BLOCO DE TEXTO
«Foi-me dado um talento especial para jogar ténis e fi-lo a um nível que nunca imaginei, por muito mais tempo do que alguma vez imaginei possível.»

Foi numa longa e sentida mensagem que Roger Federer escreveu o ponto final numa das maiores histórias que o desporto viveu. O suíço, para muitos o maior de sempre, para todos uma lenda eterna, tomou aos 41 anos a decisão que o corpo já lhe impunha há muito. Vai deixar de competir depois da sua Laver Cup, na próxima semana.

É o fim de uma era em que o mundo se habituou a admirar Federer, a elegância que conquistou gerações e o ténis refinado e versátil, subtil e ao mesmo tempo incisivo que ao longo de duas décadas e meia o levou a superar recorde atrás de recorde, a vencer 20 torneios do Grand Slam, a dominar a modalidade durante anos e a alimentar rivalidades históricas com Rafa Nadal e Novak Djokovic, os outros dois «monstros» que deram ainda maior dimensão à lenda. Os três numa competição só deles, a um nível jamais visto no desporto.

Entradas da coleção
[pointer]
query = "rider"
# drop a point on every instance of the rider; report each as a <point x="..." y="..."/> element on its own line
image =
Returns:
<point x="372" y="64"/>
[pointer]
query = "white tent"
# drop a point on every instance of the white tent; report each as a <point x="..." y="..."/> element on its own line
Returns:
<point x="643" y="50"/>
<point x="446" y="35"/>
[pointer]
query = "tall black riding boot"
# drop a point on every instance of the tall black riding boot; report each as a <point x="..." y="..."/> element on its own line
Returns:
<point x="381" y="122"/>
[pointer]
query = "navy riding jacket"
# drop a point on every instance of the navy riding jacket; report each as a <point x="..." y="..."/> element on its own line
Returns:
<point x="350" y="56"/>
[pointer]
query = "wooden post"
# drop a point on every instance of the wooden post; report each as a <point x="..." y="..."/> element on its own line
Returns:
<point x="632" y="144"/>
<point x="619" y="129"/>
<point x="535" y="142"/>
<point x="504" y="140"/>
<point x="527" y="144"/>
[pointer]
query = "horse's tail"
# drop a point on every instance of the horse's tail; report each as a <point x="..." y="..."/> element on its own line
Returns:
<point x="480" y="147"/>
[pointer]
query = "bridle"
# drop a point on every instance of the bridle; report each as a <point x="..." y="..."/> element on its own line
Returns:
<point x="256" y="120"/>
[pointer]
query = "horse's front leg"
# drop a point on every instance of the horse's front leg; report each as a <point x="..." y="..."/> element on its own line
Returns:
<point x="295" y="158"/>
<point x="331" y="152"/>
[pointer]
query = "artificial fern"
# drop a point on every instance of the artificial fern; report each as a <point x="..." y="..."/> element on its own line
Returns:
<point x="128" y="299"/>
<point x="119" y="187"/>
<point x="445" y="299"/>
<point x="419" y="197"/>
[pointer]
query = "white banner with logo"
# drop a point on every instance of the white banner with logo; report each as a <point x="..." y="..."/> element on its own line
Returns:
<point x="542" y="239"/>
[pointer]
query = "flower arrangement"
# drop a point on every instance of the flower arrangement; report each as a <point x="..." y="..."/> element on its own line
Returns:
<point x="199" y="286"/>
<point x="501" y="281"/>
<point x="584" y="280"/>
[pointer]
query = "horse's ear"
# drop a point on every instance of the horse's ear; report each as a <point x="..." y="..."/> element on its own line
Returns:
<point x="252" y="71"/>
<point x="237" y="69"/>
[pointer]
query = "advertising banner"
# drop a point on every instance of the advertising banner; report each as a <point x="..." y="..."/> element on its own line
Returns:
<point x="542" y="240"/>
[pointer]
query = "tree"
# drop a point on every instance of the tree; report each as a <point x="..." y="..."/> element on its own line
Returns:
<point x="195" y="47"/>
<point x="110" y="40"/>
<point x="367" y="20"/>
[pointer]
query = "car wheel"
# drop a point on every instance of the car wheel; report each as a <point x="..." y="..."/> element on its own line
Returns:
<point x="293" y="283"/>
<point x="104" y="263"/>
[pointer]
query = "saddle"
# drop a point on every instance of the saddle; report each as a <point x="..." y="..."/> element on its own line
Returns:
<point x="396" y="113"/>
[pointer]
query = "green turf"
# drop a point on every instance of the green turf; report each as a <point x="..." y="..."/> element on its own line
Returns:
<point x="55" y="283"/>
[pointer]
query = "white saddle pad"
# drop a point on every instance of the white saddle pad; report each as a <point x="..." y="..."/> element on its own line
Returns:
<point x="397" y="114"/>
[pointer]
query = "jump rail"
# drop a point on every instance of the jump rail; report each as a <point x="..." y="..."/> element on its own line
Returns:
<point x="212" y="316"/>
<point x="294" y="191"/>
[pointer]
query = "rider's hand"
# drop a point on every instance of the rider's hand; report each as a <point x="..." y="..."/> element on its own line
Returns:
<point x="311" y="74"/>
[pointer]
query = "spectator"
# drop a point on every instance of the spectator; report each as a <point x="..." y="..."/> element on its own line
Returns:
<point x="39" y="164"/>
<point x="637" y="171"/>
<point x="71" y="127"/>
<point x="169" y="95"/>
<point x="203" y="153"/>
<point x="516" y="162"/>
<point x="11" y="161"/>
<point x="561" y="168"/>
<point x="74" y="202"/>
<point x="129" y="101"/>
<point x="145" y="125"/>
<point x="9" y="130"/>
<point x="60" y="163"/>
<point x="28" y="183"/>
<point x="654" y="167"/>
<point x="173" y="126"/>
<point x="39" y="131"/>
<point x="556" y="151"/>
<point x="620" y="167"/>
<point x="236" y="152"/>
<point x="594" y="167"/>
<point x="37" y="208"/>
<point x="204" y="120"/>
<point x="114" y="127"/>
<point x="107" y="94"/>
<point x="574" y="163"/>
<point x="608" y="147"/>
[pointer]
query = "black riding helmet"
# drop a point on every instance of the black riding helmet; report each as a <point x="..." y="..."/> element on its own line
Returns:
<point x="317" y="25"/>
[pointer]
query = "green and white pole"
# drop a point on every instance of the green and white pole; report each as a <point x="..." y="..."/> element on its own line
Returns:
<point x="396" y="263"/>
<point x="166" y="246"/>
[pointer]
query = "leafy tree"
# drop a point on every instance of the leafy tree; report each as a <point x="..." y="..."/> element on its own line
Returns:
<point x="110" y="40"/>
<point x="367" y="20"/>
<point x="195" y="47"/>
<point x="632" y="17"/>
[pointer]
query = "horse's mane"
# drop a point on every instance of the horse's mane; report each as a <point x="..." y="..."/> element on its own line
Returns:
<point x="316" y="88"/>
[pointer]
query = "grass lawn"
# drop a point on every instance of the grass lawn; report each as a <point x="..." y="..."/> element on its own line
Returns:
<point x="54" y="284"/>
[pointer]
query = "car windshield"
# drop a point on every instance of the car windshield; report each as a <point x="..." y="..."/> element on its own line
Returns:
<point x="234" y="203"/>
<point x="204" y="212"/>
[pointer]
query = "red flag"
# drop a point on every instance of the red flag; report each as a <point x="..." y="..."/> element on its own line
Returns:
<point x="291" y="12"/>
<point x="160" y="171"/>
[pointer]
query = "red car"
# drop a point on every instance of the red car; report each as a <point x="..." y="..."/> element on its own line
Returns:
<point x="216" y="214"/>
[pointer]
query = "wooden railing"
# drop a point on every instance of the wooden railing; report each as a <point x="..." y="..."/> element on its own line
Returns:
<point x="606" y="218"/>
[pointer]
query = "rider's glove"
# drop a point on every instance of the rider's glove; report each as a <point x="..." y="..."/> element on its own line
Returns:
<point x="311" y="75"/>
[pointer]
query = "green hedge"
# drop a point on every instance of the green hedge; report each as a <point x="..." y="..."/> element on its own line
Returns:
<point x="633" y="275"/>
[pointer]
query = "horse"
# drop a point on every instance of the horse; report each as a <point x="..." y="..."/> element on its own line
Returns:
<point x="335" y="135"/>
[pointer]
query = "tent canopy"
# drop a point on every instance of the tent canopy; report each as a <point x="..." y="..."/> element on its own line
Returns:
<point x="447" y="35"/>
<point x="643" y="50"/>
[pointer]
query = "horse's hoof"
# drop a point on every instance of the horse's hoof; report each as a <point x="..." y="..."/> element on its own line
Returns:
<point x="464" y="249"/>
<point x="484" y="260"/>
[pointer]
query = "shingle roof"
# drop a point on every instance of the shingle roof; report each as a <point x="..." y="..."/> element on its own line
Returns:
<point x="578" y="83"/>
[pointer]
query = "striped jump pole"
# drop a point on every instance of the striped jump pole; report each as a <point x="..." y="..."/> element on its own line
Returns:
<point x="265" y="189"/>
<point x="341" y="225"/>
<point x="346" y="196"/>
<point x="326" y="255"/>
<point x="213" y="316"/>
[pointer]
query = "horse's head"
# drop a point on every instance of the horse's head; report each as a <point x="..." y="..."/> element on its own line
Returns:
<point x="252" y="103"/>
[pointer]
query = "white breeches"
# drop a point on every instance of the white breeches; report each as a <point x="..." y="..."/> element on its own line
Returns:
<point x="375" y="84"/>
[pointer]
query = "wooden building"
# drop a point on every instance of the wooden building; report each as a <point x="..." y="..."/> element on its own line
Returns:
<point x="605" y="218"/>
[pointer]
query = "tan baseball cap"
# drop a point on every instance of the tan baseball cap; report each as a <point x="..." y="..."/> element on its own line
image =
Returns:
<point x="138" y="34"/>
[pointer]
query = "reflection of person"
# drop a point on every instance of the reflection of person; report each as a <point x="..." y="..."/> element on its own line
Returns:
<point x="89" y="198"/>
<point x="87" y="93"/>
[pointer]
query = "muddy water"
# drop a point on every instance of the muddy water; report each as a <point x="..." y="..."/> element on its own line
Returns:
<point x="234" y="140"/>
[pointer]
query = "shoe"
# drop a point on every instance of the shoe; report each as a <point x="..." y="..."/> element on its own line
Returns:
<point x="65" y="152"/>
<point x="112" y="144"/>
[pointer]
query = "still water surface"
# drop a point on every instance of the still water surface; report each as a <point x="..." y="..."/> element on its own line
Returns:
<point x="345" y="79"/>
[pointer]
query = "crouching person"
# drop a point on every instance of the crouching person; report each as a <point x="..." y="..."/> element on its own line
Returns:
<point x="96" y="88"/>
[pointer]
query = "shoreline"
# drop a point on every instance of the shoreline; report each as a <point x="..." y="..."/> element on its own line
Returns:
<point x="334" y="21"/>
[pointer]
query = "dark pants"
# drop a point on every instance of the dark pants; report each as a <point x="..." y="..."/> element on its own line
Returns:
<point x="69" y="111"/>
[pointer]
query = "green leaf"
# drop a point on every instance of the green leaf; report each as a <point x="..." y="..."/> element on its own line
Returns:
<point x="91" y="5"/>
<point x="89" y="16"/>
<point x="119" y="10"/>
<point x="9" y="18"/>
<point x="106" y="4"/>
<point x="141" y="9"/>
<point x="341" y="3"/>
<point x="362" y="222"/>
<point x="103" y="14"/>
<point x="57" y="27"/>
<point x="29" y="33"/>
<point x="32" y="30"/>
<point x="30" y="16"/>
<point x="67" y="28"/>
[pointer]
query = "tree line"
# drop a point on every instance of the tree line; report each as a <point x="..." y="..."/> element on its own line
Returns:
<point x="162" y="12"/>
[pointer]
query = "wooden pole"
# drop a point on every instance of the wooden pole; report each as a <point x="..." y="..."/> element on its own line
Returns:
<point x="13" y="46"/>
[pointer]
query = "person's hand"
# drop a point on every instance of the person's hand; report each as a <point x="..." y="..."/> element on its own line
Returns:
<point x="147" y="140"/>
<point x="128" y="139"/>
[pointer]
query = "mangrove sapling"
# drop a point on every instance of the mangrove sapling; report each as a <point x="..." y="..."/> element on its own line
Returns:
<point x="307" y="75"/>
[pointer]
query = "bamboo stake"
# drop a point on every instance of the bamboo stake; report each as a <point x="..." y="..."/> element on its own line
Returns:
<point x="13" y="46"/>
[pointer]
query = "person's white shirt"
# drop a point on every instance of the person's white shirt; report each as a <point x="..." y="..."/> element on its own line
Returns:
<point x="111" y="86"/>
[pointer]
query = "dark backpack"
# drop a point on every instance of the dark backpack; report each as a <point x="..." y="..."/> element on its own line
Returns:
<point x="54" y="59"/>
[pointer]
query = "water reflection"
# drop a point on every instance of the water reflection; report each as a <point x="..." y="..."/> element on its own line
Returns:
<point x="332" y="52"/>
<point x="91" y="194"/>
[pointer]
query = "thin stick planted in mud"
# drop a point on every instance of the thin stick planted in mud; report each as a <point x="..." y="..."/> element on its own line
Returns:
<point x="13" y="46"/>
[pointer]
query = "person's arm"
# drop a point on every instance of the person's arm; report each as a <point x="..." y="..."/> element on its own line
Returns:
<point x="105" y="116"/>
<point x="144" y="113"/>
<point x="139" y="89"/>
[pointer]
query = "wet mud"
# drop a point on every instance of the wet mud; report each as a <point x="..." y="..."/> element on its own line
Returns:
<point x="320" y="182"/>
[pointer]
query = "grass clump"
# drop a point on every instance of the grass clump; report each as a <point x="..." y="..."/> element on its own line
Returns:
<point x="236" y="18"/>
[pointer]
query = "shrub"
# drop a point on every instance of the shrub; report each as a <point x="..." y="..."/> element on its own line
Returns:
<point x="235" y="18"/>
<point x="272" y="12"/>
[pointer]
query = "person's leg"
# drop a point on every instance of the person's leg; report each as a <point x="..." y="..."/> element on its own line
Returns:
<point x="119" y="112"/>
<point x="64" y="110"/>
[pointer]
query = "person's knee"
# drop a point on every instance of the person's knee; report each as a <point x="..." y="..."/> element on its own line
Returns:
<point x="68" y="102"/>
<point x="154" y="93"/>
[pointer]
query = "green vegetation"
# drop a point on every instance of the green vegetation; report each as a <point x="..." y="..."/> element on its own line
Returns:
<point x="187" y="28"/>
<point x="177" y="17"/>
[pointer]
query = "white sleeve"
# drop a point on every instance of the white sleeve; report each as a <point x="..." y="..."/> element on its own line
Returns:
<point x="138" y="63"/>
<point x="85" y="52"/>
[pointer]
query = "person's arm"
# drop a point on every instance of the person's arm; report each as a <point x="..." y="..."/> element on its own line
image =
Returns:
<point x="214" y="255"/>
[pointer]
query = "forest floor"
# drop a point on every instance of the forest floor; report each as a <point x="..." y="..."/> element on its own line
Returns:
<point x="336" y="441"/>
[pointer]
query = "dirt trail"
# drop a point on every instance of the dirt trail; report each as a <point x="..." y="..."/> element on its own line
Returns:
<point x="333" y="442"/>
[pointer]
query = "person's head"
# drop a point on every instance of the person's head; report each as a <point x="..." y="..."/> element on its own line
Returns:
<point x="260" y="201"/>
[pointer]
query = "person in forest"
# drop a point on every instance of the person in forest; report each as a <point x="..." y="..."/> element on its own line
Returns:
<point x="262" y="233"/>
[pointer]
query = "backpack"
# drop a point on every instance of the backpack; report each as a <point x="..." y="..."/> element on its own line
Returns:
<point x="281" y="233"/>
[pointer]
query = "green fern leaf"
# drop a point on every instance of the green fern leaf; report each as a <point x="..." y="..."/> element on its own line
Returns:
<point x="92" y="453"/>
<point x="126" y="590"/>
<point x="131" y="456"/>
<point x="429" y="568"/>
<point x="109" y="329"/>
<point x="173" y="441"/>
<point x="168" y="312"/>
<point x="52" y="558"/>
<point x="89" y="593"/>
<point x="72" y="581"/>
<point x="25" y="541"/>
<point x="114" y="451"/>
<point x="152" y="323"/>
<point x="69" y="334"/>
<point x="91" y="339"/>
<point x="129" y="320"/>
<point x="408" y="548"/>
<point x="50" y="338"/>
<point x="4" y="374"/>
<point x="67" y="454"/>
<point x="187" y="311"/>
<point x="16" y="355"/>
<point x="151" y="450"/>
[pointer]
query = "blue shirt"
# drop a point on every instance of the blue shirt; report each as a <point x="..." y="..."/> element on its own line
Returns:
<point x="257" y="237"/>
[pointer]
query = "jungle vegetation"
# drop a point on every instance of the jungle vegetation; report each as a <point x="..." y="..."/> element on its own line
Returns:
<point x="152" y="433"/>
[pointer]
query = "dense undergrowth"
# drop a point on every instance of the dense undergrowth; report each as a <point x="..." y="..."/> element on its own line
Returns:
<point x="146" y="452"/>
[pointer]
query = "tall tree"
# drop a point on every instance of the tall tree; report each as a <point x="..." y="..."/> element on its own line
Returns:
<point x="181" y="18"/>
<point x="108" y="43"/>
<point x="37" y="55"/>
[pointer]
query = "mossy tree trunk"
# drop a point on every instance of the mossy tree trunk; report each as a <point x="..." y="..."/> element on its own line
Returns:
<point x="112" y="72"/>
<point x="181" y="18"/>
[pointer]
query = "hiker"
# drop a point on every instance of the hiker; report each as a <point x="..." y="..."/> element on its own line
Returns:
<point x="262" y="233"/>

INSTRUÇÃO ESCRITA 1
No texto sobre Roger Federer, com que idade tomou ele a decisão de deixar de competir?
INSTRUÇÃO ESCRITA 2
Indique todos os tenistas referidos pelo nome no texto sobre Roger Federer.
INSTRUÇÃO ESCRITA 3
Extraia do texto sobre Roger Federer o trecho que começa nas palavras que contêm "Foi numa longa" e termina em "visto no desporto.".

RESPOSTA ESCRITA 1
Aos 41 anos.

RESPOSTA ESCRITA 2
Roger Federer, Rafa Nadal, Novak Djokovic

RESPOSTA ESCRITA 3
Foi numa longa e sentida mensagem que Roger Federer escreveu o ponto final numa das maiores histórias que o desporto viveu. O suíço, para muitos o maior de sempre, para todos uma lenda eterna, tomou aos 41 anos a decisão que o corpo já lhe impunha há muito. Vai deixar de competir depois da sua Laver Cup, na próxima semana.

É o fim de uma era em que o mundo se habituou a admirar Federer, a elegância que conquistou gerações e o ténis refinado e versátil, subtil e ao mesmo tempo incisivo que ao longo de duas décadas e meia o levou a superar recorde atrás de recorde, a vencer 20 torneios do Grand Slam, a dominar a modalidade durante anos e a alimentar rivalidades históricas com Rafa Nadal e Novak Djokovic, os outros dois «monstros» que deram ainda maior dimensão à lenda. Os três numa competição só deles, a um nível jamais visto no desporto.